◆ Articolo ◆
┌──
Se un giorno, tra quindici anni, dovessi raccontare questa storia a mio figlio, lo farei più o meno così: «Devi sapere che ci fu un tempo in cui le squadre di calcio a Catania furono due e questo, con il suo seguito di rivalità e sfottò, contribuì a mantenere in vita il movimento calcistico locale, rendendolo dinamico e duraturo».
A dire il vero, non serve portarsi troppo avanti con l’immaginazione: la storia del derby di Catania già oggi appare come una storia surreale, come sbiadita nella memoria, quasi sia impensabile che un’altra società abbia potuto affiancare il Calcio Catania nel rappresentare la città. Eppure fu così, ed è un racconto che merita di essere tramandato.
Nell’agosto del 1993, quando il Catania di Massimino venne radiato per banali inadempienze burocratiche, il calcio nel capoluogo etneo scomparve. La cosa, oltre allo sconforto per l’esclusione dai campionati professionistici e per la cancellazione del titolo sportivo datato 1946, suscitò particolare irritazione in funzione del contesto calcistico che si viveva in quel periodo nell’isola: Palermo ed Acireale erano appena stati promossi in Serie B, Giarre, Leonzio e Siracusa erano in C1, il Licata, l’Akragas ed il Trapani in C2. All’appello mancava solo il Messina, fallito per l’ennesima volta e costretto a ripartire da zero.
└──
(Record di annotazione spaziale)
┌──
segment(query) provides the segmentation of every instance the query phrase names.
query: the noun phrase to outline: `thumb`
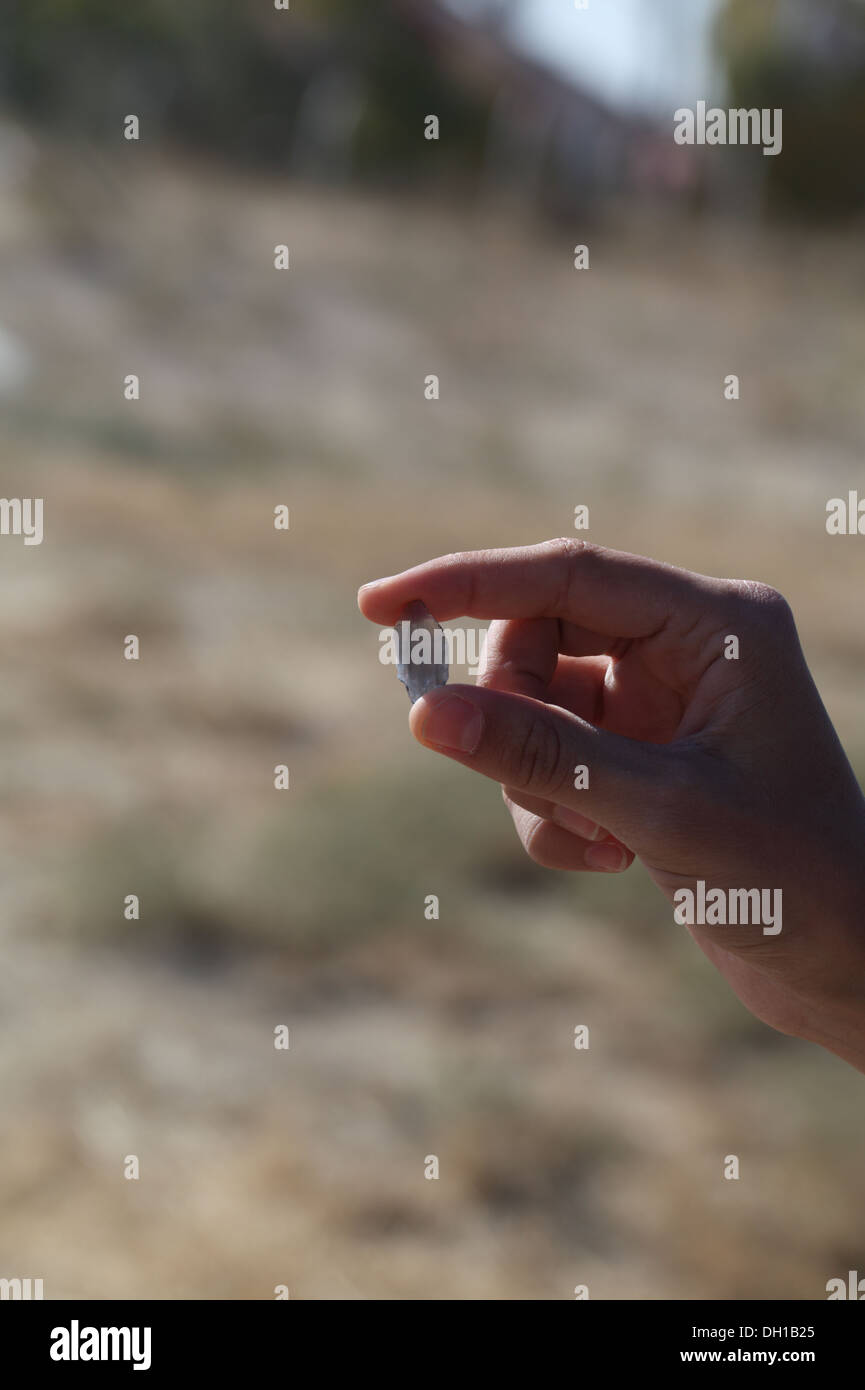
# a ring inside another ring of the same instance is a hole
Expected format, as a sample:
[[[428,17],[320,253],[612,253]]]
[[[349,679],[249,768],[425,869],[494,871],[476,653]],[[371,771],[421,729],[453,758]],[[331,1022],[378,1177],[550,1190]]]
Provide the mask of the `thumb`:
[[[633,831],[644,798],[669,785],[669,745],[609,734],[527,695],[439,685],[412,706],[409,727],[463,767],[570,806],[613,834]]]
└──
◆ Compiti ◆
(1) Nell'articolo sul derby di Catania, in quale mese e anno venne radiato il Catania di Massimino?
(2) Ricopia parola per parola tutti i record di annotazione spaziale, lasciando fuori le immagini.
L'articolo e i record non hanno nessun legame tra loro.

◆ Risposte ◆
(1) Nell'agosto del 1993.

(2)
segment(query) provides the segmentation of every instance the query phrase names.
query: the noun phrase to outline: `thumb`
# a ring inside another ring of the same instance is a hole
Expected format, as a sample:
[[[428,17],[320,253],[612,253]]]
[[[349,679],[249,768],[425,869],[494,871],[476,653]],[[371,771],[421,729],[453,758]],[[331,1022],[378,1177],[550,1190]]]
Provide the mask of the `thumb`:
[[[633,831],[644,798],[669,785],[669,745],[609,734],[527,695],[439,685],[412,706],[409,727],[463,767],[570,806],[613,834]]]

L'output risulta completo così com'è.